*Given task A:*
Please reproduce the entries below word for word, everything from the line containing "Would you mind pointing out the colonial" down to the final entry.

:: Source extract

Rural Housing Service, Rural Business-Cooperative Service, Rural Utilities Service, and Farm Service Agency, USDA.
Final rule.
The Rural Housing Service (Agency) is amending regulations on Community Facility Loans, to maintain consistency with standard industry contracts and to make minor revisions to streamline processing applications. These revisions are needed to conform to market and industry changes by updating, clarifying, and modifying the regulatory requirements for community facility construction and development. The amendments to the regulation will streamline current processes and provide for faster reviews of alternate construction contract methods (such as Design/Build and Construction Management) by the Agency's National Office.
This rule is effective July 17, 2012.
William Downs, Technical Support Branch, Program Support Staff, Rural Housing Service, U.S. Department of
This rule has been determined to be not significant for purposes of Executive Order 12866 and, therefore, has not been reviewed by the Office of Management and Budget (OMB).

::::

*Given task B:*
In the rule summary above, rewrite everything from "Rural Housing Service, Rural" down to "Agency's National Office.", changing "Community Facility Loans" to "Community Facility Grants".

:: Data to process

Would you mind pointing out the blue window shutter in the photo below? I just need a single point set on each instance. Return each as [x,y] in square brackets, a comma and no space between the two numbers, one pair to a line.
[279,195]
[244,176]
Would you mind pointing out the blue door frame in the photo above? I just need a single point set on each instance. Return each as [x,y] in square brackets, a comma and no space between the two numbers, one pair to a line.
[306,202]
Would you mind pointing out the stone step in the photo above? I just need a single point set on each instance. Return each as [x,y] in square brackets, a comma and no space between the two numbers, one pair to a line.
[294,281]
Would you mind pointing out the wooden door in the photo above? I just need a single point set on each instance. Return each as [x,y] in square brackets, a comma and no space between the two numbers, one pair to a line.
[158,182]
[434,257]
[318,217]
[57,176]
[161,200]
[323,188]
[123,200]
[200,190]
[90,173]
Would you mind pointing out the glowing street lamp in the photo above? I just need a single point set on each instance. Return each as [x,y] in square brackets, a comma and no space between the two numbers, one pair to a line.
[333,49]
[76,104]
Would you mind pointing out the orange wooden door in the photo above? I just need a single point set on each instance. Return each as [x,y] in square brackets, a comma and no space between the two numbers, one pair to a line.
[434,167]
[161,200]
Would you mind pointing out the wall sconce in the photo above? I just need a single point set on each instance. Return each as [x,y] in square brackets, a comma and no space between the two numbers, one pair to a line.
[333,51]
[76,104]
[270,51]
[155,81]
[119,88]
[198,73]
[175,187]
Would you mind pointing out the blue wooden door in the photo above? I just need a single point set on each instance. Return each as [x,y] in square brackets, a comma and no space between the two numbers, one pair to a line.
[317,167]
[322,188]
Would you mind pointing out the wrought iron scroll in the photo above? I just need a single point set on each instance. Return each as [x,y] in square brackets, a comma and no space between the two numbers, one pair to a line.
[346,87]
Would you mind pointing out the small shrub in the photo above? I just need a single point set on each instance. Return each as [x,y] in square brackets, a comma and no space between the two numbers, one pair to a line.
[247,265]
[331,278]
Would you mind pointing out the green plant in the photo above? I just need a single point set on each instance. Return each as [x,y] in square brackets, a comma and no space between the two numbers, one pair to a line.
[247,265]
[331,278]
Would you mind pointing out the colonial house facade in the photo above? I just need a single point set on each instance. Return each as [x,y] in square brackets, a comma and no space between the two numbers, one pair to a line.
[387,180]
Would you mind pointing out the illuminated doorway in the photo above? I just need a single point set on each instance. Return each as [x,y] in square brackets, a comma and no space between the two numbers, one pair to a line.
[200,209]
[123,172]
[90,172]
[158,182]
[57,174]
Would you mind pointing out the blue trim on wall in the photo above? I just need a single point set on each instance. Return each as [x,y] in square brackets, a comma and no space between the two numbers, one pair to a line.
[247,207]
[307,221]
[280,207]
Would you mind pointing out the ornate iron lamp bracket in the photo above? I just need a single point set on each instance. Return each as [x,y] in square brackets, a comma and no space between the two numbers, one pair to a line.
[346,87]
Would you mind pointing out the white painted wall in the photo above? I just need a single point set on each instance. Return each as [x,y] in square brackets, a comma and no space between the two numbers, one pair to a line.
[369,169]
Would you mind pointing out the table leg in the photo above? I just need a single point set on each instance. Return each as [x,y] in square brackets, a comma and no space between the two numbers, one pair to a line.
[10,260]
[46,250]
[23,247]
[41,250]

::::

*Full output A:*
Would you mind pointing out the colonial house facade in the photo above? I just need a single point set on each instance. Return each as [x,y] in square brackets, a comma and no space between the two numbers, one pair to a line.
[387,180]
Would you mind pointing out the illuminated doorway in the photo above? I just need a single point set on each instance. Return each as [x,y] in square brackets, a comma and no space between the two numbers, one pair to a line.
[200,209]
[123,172]
[90,172]
[158,182]
[57,174]
Would you mind pointing out the blue trim on wall in the photo above? I just need a single point set on each instance. Return each as [x,y] in square brackets, a comma and no space between the two numbers, one pair to a line.
[247,207]
[307,221]
[280,207]
Would you mind pointing out the ornate iron lamp bracket in the photo above? I just need a single point set on each instance. Return each as [x,y] in square brackets, a comma and no space between the two numbers, one pair to a line.
[346,87]
Would you mind pointing out the white painted wall in the photo above? I just need a single point set on each instance. Return each as [x,y] in square brackets, a comma and no space between the two numbers, one pair to a line.
[369,169]
Would you mind pointing out the table leg in the photo above? I just need a single point set on each instance. Return each as [x,y] in square brackets, a comma and no space between the two numbers, one pair to a line.
[10,260]
[46,250]
[23,247]
[41,250]

*Full output B:*
Rural Housing Service, Rural Business-Cooperative Service, Rural Utilities Service, and Farm Service Agency, USDA.
Final rule.
The Rural Housing Service (Agency) is amending regulations on Community Facility Grants, to maintain consistency with standard industry contracts and to make minor revisions to streamline processing applications. These revisions are needed to conform to market and industry changes by updating, clarifying, and modifying the regulatory requirements for community facility construction and development. The amendments to the regulation will streamline current processes and provide for faster reviews of alternate construction contract methods (such as Design/Build and Construction Management) by the Agency's National Office.